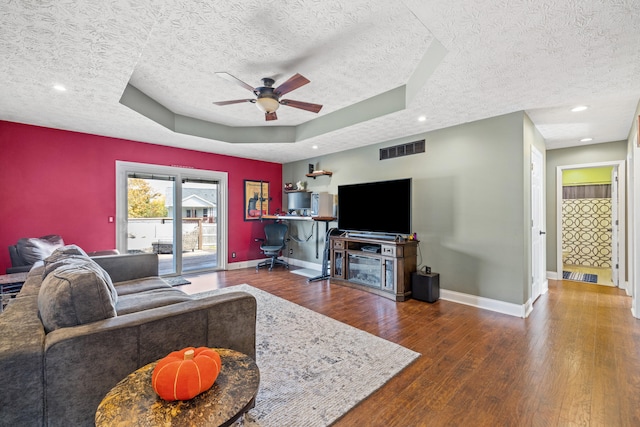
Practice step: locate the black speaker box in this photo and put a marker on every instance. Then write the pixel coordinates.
(425, 286)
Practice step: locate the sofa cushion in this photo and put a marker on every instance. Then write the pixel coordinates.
(35, 249)
(70, 254)
(148, 299)
(74, 294)
(140, 285)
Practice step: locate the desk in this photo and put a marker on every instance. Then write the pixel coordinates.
(134, 402)
(317, 219)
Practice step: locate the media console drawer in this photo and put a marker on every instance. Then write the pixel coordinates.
(388, 250)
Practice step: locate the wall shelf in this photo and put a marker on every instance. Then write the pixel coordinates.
(316, 174)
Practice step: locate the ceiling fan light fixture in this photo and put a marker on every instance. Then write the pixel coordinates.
(267, 105)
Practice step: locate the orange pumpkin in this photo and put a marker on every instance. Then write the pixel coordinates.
(184, 374)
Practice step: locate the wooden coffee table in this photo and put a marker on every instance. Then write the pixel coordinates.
(134, 402)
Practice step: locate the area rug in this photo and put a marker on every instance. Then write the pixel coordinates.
(580, 277)
(313, 369)
(176, 281)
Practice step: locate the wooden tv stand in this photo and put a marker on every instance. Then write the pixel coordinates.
(382, 267)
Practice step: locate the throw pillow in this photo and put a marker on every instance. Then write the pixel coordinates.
(34, 249)
(75, 294)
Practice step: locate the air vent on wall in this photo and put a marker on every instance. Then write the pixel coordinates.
(402, 150)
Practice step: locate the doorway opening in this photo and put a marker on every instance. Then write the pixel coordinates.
(590, 245)
(156, 204)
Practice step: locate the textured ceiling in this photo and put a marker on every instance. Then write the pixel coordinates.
(541, 56)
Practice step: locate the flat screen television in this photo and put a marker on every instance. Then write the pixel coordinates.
(375, 207)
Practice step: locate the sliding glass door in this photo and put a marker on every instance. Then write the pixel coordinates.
(156, 204)
(199, 224)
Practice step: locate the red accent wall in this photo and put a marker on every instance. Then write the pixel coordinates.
(60, 182)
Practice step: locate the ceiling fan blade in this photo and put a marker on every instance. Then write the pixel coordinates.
(235, 80)
(293, 83)
(235, 101)
(301, 105)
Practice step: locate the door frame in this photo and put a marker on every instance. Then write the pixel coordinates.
(539, 282)
(124, 168)
(620, 165)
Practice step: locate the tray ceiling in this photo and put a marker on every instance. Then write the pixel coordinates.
(502, 56)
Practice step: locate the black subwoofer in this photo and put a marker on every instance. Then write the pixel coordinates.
(425, 286)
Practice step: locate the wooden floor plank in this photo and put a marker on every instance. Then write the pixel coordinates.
(574, 361)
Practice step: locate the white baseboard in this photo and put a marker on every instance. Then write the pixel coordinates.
(517, 310)
(304, 264)
(243, 264)
(553, 275)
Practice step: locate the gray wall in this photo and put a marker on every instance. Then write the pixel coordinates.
(594, 153)
(471, 203)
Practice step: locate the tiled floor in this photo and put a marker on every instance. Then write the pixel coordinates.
(604, 274)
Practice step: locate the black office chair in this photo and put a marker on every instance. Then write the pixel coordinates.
(275, 241)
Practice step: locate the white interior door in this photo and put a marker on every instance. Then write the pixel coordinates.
(615, 229)
(537, 225)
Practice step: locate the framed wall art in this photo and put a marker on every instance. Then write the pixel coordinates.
(256, 199)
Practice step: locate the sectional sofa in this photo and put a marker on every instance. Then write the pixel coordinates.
(79, 325)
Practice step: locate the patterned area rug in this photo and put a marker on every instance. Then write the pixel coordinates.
(313, 369)
(176, 281)
(580, 277)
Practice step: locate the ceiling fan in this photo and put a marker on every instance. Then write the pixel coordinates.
(268, 98)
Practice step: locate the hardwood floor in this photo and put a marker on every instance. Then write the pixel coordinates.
(574, 361)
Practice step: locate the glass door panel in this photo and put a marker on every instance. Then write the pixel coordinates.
(200, 239)
(151, 218)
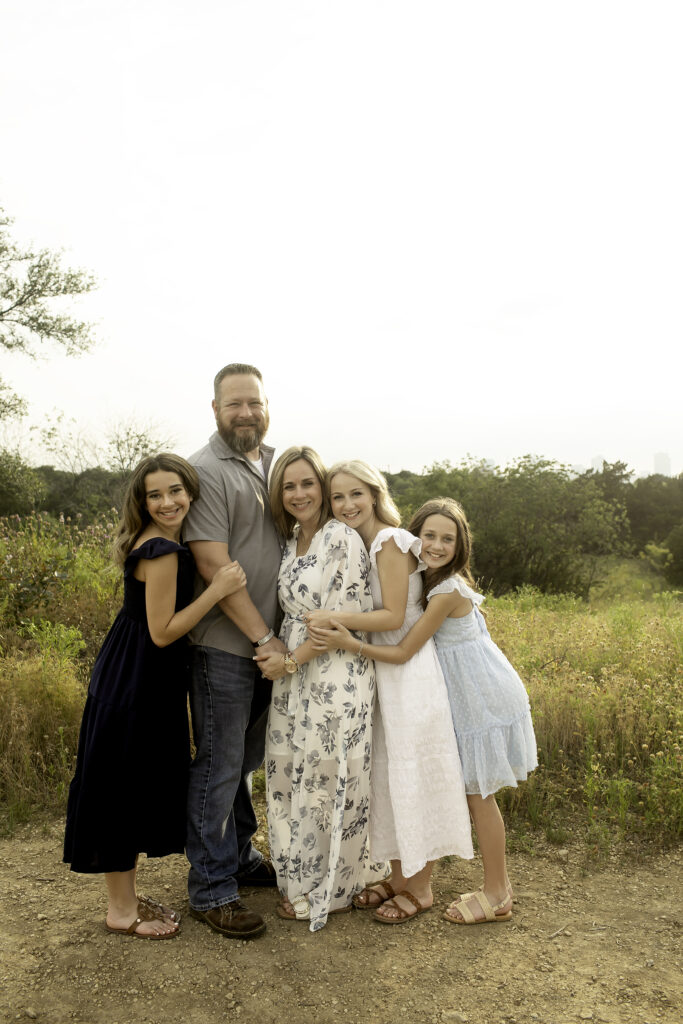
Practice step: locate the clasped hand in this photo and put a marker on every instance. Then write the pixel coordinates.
(337, 637)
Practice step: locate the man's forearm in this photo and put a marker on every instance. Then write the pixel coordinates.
(242, 610)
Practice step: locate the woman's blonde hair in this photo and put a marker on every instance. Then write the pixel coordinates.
(134, 515)
(385, 510)
(283, 519)
(460, 562)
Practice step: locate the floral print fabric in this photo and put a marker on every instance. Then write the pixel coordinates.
(318, 739)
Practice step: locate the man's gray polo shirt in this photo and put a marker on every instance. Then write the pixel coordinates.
(233, 509)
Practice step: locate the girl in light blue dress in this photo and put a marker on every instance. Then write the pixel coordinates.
(488, 702)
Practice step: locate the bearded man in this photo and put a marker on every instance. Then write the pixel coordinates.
(229, 698)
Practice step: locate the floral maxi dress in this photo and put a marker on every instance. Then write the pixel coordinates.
(318, 739)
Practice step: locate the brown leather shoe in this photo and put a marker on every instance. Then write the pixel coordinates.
(232, 920)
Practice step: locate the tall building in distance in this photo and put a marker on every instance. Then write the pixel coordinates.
(663, 464)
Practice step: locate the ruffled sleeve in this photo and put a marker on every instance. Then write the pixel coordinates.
(453, 584)
(155, 548)
(344, 585)
(403, 541)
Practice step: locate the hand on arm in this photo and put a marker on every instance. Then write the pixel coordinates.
(437, 610)
(209, 556)
(394, 568)
(160, 576)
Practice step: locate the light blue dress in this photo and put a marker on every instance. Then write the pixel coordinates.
(488, 702)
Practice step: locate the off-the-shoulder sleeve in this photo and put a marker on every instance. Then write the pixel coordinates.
(453, 584)
(344, 585)
(155, 548)
(403, 541)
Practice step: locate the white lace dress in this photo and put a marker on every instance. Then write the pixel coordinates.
(488, 702)
(318, 739)
(418, 808)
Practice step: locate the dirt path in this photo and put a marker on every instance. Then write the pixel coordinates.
(586, 943)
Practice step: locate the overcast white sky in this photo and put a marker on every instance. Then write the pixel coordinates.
(438, 227)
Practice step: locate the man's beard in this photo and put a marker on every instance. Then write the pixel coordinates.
(243, 441)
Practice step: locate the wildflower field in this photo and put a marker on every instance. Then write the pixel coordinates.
(604, 678)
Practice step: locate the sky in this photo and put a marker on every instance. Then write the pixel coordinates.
(439, 228)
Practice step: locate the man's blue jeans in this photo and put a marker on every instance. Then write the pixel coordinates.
(229, 701)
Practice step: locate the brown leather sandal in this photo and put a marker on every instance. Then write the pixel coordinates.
(369, 891)
(492, 913)
(403, 915)
(143, 913)
(163, 912)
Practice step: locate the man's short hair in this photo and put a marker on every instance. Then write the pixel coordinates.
(233, 369)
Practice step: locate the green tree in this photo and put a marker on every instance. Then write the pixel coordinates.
(20, 486)
(33, 287)
(654, 505)
(534, 521)
(674, 568)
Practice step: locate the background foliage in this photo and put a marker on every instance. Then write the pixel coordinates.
(604, 677)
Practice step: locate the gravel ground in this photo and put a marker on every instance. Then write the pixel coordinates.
(588, 942)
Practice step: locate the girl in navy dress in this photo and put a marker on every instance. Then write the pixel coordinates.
(488, 702)
(128, 794)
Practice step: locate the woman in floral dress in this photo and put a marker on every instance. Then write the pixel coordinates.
(318, 739)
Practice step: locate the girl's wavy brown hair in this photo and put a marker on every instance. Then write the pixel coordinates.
(134, 515)
(460, 563)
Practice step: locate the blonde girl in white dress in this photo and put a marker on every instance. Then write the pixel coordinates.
(488, 702)
(318, 736)
(418, 810)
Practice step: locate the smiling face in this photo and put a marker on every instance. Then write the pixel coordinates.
(167, 501)
(438, 536)
(242, 412)
(302, 494)
(352, 503)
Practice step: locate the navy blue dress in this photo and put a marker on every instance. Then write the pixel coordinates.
(129, 792)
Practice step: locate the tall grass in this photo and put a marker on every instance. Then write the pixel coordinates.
(604, 679)
(605, 683)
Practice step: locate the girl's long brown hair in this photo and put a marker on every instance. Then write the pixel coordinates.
(134, 516)
(460, 563)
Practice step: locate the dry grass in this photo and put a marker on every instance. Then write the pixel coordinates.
(604, 679)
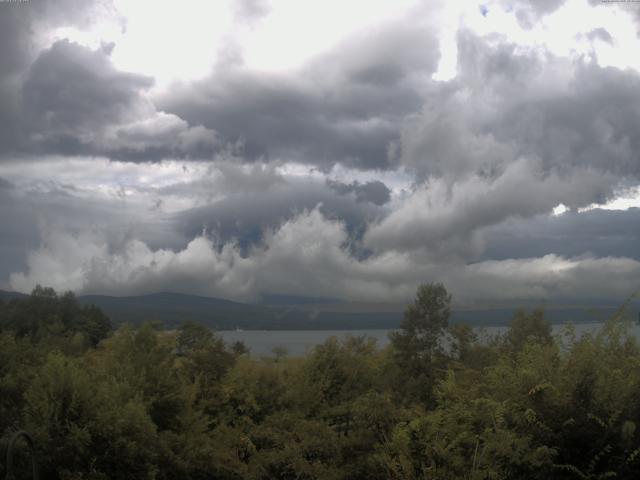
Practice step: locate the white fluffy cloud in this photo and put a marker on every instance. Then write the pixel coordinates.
(310, 253)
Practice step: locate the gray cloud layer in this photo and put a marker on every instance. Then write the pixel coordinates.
(490, 153)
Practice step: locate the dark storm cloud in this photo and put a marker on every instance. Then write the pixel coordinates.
(246, 215)
(346, 106)
(5, 184)
(595, 232)
(528, 13)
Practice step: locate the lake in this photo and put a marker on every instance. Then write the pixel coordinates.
(298, 342)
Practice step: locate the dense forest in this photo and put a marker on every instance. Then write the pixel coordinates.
(438, 403)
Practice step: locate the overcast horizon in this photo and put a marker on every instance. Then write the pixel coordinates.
(347, 150)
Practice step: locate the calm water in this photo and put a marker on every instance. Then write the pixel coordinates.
(298, 342)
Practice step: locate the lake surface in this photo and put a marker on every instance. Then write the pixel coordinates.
(298, 342)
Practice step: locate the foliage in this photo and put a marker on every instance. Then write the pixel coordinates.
(438, 403)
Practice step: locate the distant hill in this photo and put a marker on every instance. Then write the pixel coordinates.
(306, 313)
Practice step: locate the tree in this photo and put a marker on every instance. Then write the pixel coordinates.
(417, 344)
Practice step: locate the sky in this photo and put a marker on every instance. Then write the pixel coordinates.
(347, 150)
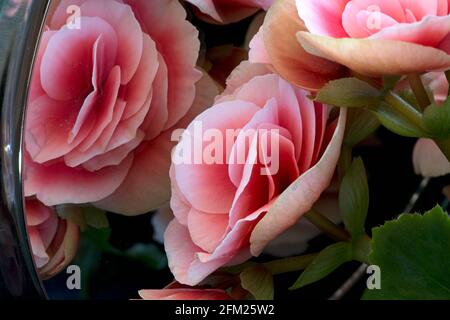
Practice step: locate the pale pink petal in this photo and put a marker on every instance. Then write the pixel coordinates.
(258, 52)
(141, 83)
(323, 16)
(157, 116)
(207, 187)
(115, 156)
(288, 57)
(41, 257)
(430, 31)
(146, 186)
(241, 75)
(428, 159)
(36, 89)
(184, 294)
(139, 194)
(178, 203)
(207, 230)
(77, 156)
(299, 197)
(48, 127)
(295, 240)
(177, 41)
(66, 68)
(36, 213)
(128, 31)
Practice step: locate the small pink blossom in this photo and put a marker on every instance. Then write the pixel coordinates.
(227, 11)
(104, 99)
(226, 212)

※

Leave the pictures out, and please copy only the lines from the one with "Practice step: locate the tree" through the end of the listing.

Practice step: locate the tree in this photo and put a marker on every instance. Then write the pixel coordinates.
(417, 344)
Practice step: locate the sky in this photo and put a marker on every instance. Then write the pixel coordinates.
(347, 150)
Practice step: locate the pale pink petal in this photo and put a marker on every instance. Then write the pixel coordinates.
(258, 52)
(141, 83)
(323, 16)
(157, 116)
(207, 187)
(115, 156)
(288, 57)
(41, 257)
(430, 31)
(146, 186)
(241, 75)
(428, 159)
(36, 89)
(184, 294)
(139, 194)
(178, 203)
(207, 230)
(77, 156)
(299, 197)
(48, 127)
(295, 240)
(177, 41)
(66, 68)
(36, 213)
(128, 31)
Practice step: locate the small pink blossom in this photo and put a marker on every instance. Then write the pixel coordinates.
(227, 11)
(104, 99)
(226, 212)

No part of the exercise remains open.